DATA PROVIDED:
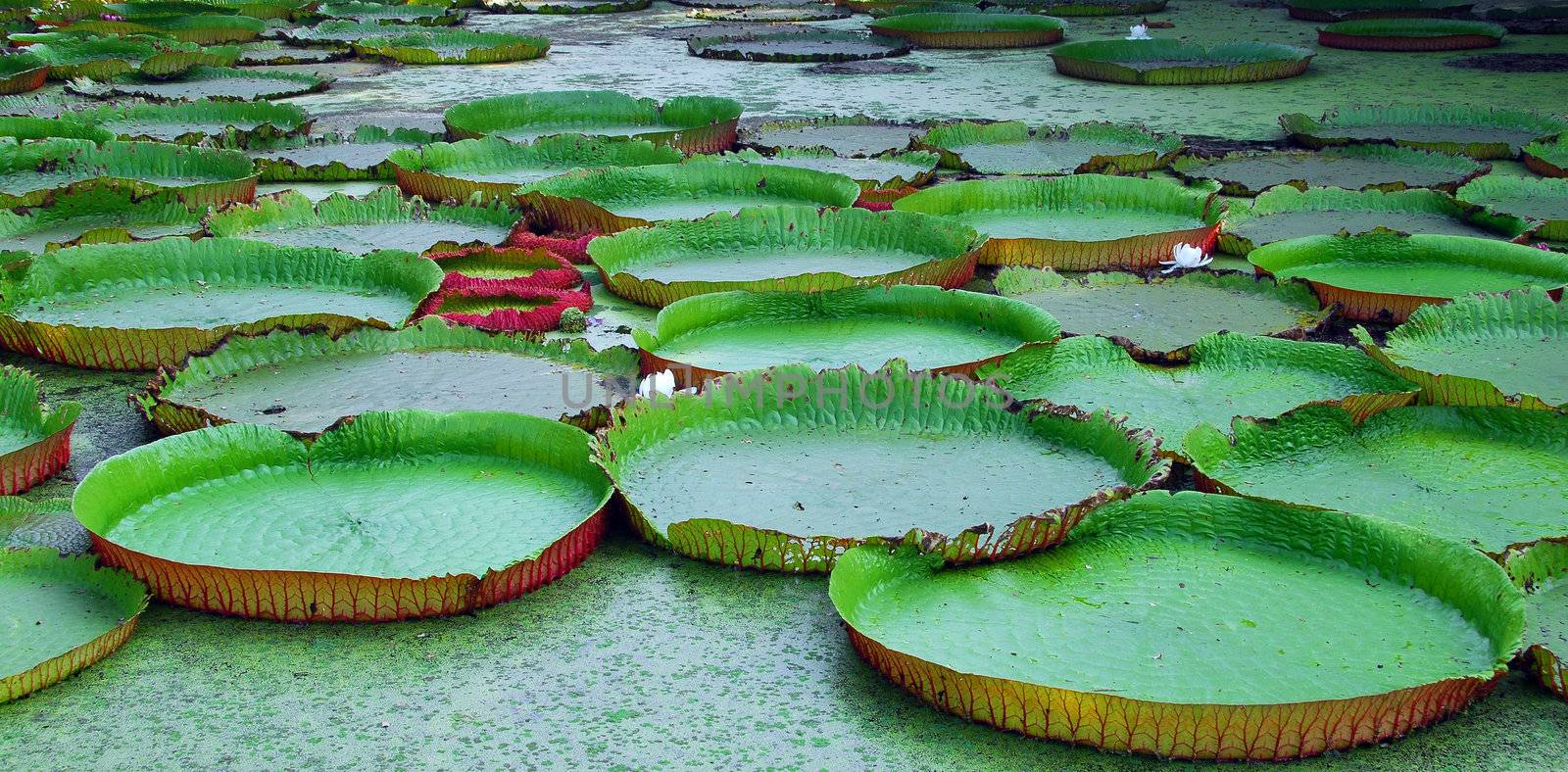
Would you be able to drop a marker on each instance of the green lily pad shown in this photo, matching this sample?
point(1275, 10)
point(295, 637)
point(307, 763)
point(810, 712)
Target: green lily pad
point(96, 217)
point(1479, 132)
point(1285, 213)
point(1227, 375)
point(1490, 477)
point(700, 472)
point(383, 220)
point(692, 124)
point(305, 383)
point(226, 518)
point(494, 169)
point(1081, 221)
point(1159, 318)
point(783, 250)
point(62, 615)
point(39, 171)
point(1542, 571)
point(1507, 349)
point(708, 336)
point(454, 47)
point(1387, 276)
point(1010, 148)
point(1539, 200)
point(1411, 35)
point(363, 154)
point(1168, 62)
point(135, 307)
point(1360, 167)
point(616, 198)
point(1160, 597)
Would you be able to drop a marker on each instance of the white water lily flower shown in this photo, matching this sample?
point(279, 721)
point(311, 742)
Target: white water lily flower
point(1186, 256)
point(658, 383)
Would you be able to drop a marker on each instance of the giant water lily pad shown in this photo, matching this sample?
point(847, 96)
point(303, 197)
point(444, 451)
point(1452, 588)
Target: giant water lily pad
point(391, 516)
point(94, 217)
point(1227, 375)
point(188, 122)
point(706, 336)
point(383, 220)
point(1285, 213)
point(1411, 35)
point(363, 154)
point(629, 197)
point(1539, 200)
point(454, 47)
point(783, 248)
point(308, 381)
point(972, 30)
point(35, 441)
point(1160, 597)
point(1081, 221)
point(135, 307)
point(62, 615)
point(692, 124)
point(1479, 132)
point(1490, 477)
point(494, 169)
point(1385, 276)
point(1172, 63)
point(1505, 349)
point(700, 472)
point(1159, 318)
point(1542, 571)
point(36, 172)
point(1010, 148)
point(1364, 167)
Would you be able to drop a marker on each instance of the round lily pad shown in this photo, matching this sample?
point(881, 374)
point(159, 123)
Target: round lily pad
point(135, 307)
point(363, 154)
point(972, 30)
point(1411, 35)
point(454, 47)
point(1542, 571)
point(1160, 597)
point(494, 169)
point(852, 137)
point(1167, 62)
point(94, 217)
point(1225, 375)
point(1387, 276)
point(1487, 350)
point(1479, 132)
point(39, 171)
point(1082, 221)
point(706, 336)
point(383, 220)
point(690, 124)
point(391, 516)
point(1285, 213)
point(1358, 167)
point(1490, 477)
point(190, 122)
point(1160, 318)
point(305, 383)
point(797, 46)
point(1539, 200)
point(702, 472)
point(1010, 148)
point(616, 198)
point(783, 248)
point(62, 615)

GIVEN TASK: Copy the records exactly. Skip the pictures.

CORRECT ANSWER:
Would you be able to drop a marker on each instance of the green lily pad shown in this photo, matching this sample?
point(1275, 10)
point(295, 637)
point(307, 763)
point(810, 712)
Target: green lily pad
point(96, 217)
point(1479, 132)
point(1285, 213)
point(1227, 375)
point(1490, 477)
point(700, 472)
point(383, 220)
point(692, 124)
point(305, 383)
point(226, 518)
point(494, 169)
point(1081, 221)
point(1159, 318)
point(783, 250)
point(62, 615)
point(39, 171)
point(1542, 571)
point(1507, 349)
point(708, 336)
point(454, 47)
point(1387, 276)
point(1010, 148)
point(1539, 200)
point(1411, 35)
point(363, 154)
point(1168, 62)
point(135, 307)
point(1360, 167)
point(616, 198)
point(1160, 597)
Would you be able to drop a marker on each instance of the white water lily flower shown in this photo, matching this sample?
point(279, 721)
point(311, 742)
Target: white water lily flower
point(1186, 256)
point(658, 383)
Would you be able to drop a marker on each instance of the giant water lily pad shown in this photo, matching this sample?
point(847, 96)
point(303, 197)
point(444, 451)
point(1452, 588)
Target: giant water lily pad
point(391, 516)
point(94, 217)
point(1227, 375)
point(188, 122)
point(706, 336)
point(383, 220)
point(1285, 213)
point(1411, 35)
point(363, 154)
point(629, 197)
point(1539, 200)
point(454, 47)
point(783, 248)
point(308, 381)
point(972, 30)
point(35, 441)
point(1160, 597)
point(1081, 221)
point(135, 307)
point(62, 615)
point(692, 124)
point(1479, 132)
point(1490, 477)
point(494, 169)
point(1385, 276)
point(1172, 63)
point(1505, 349)
point(700, 472)
point(1159, 318)
point(1542, 571)
point(36, 172)
point(1010, 148)
point(1364, 167)
Would you be able to drop a marker on each instance of the round lily pad shown in this photo, matching this sample?
point(881, 374)
point(159, 123)
Target: round lily pad
point(135, 307)
point(363, 154)
point(972, 30)
point(1411, 35)
point(454, 47)
point(1542, 571)
point(1160, 597)
point(494, 169)
point(852, 137)
point(1167, 62)
point(94, 217)
point(1225, 375)
point(1387, 276)
point(1487, 350)
point(1479, 132)
point(39, 171)
point(1082, 221)
point(706, 336)
point(383, 220)
point(690, 124)
point(391, 516)
point(1285, 213)
point(1358, 167)
point(1490, 477)
point(190, 122)
point(1160, 318)
point(305, 383)
point(797, 46)
point(1539, 200)
point(702, 472)
point(1010, 148)
point(616, 198)
point(783, 248)
point(62, 615)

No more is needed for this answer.